_Görev 1:_
Aşağıdaki Bilal hakkındaki belgeye göre şu ifadeler doğru mu: (a) Bilal Şam'a yerleşmiştir; (b) Bilal, İslam'ı kabul eden ilk kişiler arasında yer almıştır; (c) Bilal'ı işkenceden koruyan güçlü bir kabile vardı? Her birine evet ya da hayır deyin ve belgedeki belirleyici sözleri tırnak içinde olduğu gibi aktarın.

_Belge:_
----

Gelişmiş Arama
Ziyaret
5849
Güncellenme Tarihi: 2008/05/13
Soru Özeti
Ehl-i Sünnetin Bilal hakkındaki görüşü nedir?
Soru
Bilal-i Habeşi'nin kişiliği hakkında bilgi verir misiniz? Bu zat Ehl-i Beyt'in dostlarından mıdır? Hz. Ali'nin imametini kabul emiş midir?
Kısa Cevap

O müşriklerin işkencelerine karşı direniş göstermiş, Peygamber’in müezzini ve savaşlarda Peygamber’le birlikte savaşmış Resulullah’tan sonra Medine’yi terketmiştir, Şam’a yerleşmiş ve orada da vefat etmiştir. Ehl-i Sünnet kaynaklarına göre o Ebubekir tarafından azat edilmiştir.

Ayrıntılı Cevap

Bilal, Riyah ve Hamame’nin çocuğudur.[1] Habeşe’den esir olarak Hicaz’a getirilmiş ve Kureyş’in başlarından sayıylan Umeyyet b. Halef adlı bir kişinin kölesi olmuştur.

İslam’ın doğuşundan sonra o kendi isteği üzere bu dini kabul eden ilk kişilerin arasında yer almıştır.[2] Efendisi Umeyye’nin İslam’ı yok etmek için bütün çabalarına rağmen mustazaf müslümanlardan sayılan Bilal dininden dönmemiştir.[3] Müşrikler onu işkenceyle İslam’dan geri dödürmeğe çalıştılar. Onun müslüman olduğunu açıklayan ilk yedi kişiden biri de olduğu da söylenir. O yedi kişiden her biri etkin bir şahsiyet veya kabile tarafından himaye edildikleri için işkenceden korunabildiler ama Bilal’ı savunacak kimsesi yoktu.[4]

Umeyye onu müslümanlıktan geri çevirebilmek için vahşice işkence ediyor Bilal ise bütün varlığı ile direniyordu. Bunun üzerine nakle göre Ebubekir Bilal’ı efendisinden alarak azat etti. Bu nakli Şia da reddetmemiştir. Gerçi Şia ulemasınada olan Kamusu’r-rical kitabının yazarı bunun ispat olmadığını ileri sürerek doğruluğunda kuşku etmiştir. O İskafi’nin Nakz-i Osmaniye adlı eserinden naklen Resulullah’ın onu alarak azat ettiğini söylemiştir.[5]

Medine İslam’ın merkezi olunca Bilal Resulullah’ın müezzini oldu. O bütün savaşlarda Peygamber’in yanında savaşa katılıyordu.[6]

Tarihi nakiller onun Peygamber’in dönemindeki direniş ve sağlam imanı hakkında birçok öyküler nakletmişlerdir. Peygamber’in vefatından sonra Medine’yi terkedip Şam’a yerleşmiştir.

----

_Verilen kayıtlar:_

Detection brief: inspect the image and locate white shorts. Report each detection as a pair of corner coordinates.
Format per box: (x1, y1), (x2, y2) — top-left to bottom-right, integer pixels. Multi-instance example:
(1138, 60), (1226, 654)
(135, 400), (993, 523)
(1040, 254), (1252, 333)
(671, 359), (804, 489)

----

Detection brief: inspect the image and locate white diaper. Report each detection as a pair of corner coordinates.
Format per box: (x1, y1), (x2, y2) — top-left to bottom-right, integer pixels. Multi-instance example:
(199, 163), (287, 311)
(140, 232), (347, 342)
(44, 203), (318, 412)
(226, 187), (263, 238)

----

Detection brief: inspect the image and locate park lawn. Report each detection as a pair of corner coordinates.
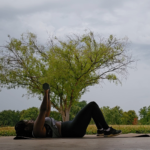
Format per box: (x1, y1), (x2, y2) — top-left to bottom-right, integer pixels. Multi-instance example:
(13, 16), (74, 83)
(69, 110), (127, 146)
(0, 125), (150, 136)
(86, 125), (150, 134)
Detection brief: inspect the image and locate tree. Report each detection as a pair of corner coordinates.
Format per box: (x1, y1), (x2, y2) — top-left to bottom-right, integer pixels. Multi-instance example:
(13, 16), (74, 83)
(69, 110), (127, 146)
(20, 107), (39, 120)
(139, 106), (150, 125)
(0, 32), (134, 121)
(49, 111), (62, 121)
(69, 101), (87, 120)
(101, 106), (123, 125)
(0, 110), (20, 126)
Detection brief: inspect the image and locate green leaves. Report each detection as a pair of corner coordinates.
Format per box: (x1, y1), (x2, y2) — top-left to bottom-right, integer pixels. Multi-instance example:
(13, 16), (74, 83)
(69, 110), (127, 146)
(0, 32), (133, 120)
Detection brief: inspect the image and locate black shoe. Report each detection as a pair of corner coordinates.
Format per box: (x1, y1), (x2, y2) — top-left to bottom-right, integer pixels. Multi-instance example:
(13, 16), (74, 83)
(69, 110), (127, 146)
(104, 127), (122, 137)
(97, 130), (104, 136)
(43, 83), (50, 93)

----

_Görev 2:_
Yukarıdaki kayıtlarda "Detection brief: inspect the image and locate black" ifadesinin geçtiği satırdan "(104, 127), (122, 137)" ifadesinin geçtiği satıra kadar, bu satır da dahil, olan satırları hiç değiştirmeden yazın.

_Çözüm 1:_
(a) Evet: "Şam’a yerleşmiş ve orada da vefat etmiştir."
(b) Evet: "bu dini kabul eden ilk kişilerin arasında yer almıştır"
(c) Hayır: "ama Bilal’ı savunacak kimsesi yoktu."

_Çözüm 2:_
Detection brief: inspect the image and locate black shoe. Report each detection as a pair of corner coordinates.
Format per box: (x1, y1), (x2, y2) — top-left to bottom-right, integer pixels. Multi-instance example:
(13, 16), (74, 83)
(69, 110), (127, 146)
(104, 127), (122, 137)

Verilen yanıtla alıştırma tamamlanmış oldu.